Point-per-instance localization data ->
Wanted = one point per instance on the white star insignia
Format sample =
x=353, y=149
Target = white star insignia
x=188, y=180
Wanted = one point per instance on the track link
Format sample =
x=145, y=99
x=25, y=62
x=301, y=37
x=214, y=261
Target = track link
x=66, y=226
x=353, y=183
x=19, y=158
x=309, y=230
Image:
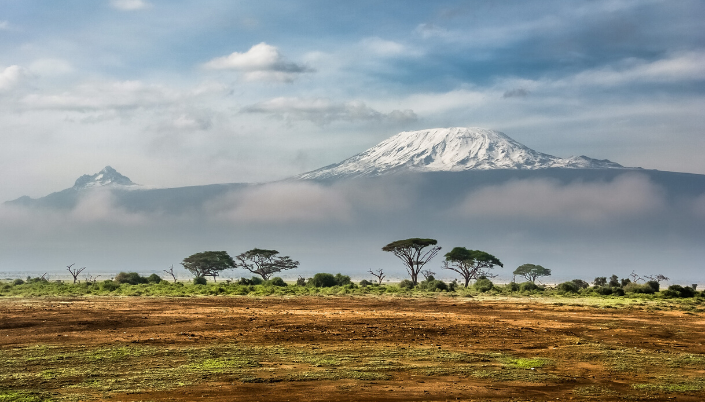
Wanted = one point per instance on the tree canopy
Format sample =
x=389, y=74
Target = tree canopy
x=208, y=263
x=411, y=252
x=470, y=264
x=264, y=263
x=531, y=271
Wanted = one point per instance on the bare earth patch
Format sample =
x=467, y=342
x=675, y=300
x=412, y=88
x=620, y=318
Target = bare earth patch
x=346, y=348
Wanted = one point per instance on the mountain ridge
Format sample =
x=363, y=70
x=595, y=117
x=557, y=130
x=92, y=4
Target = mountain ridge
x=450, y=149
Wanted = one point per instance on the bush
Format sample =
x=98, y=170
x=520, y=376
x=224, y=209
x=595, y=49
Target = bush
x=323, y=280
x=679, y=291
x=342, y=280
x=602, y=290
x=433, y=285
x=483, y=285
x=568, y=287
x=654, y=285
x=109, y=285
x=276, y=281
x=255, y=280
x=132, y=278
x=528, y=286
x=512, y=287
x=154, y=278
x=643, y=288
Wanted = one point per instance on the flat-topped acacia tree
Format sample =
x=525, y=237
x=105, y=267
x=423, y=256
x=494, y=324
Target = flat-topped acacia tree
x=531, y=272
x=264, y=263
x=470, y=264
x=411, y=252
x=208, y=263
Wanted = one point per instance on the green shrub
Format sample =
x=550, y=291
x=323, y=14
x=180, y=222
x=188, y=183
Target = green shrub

AIM OF THE TASK ->
Pull out every line of the entries that includes the word "green".

SOLUTION FOR THIS TASK ->
Wanted = one point per instance on the green shrub
Target = green shrub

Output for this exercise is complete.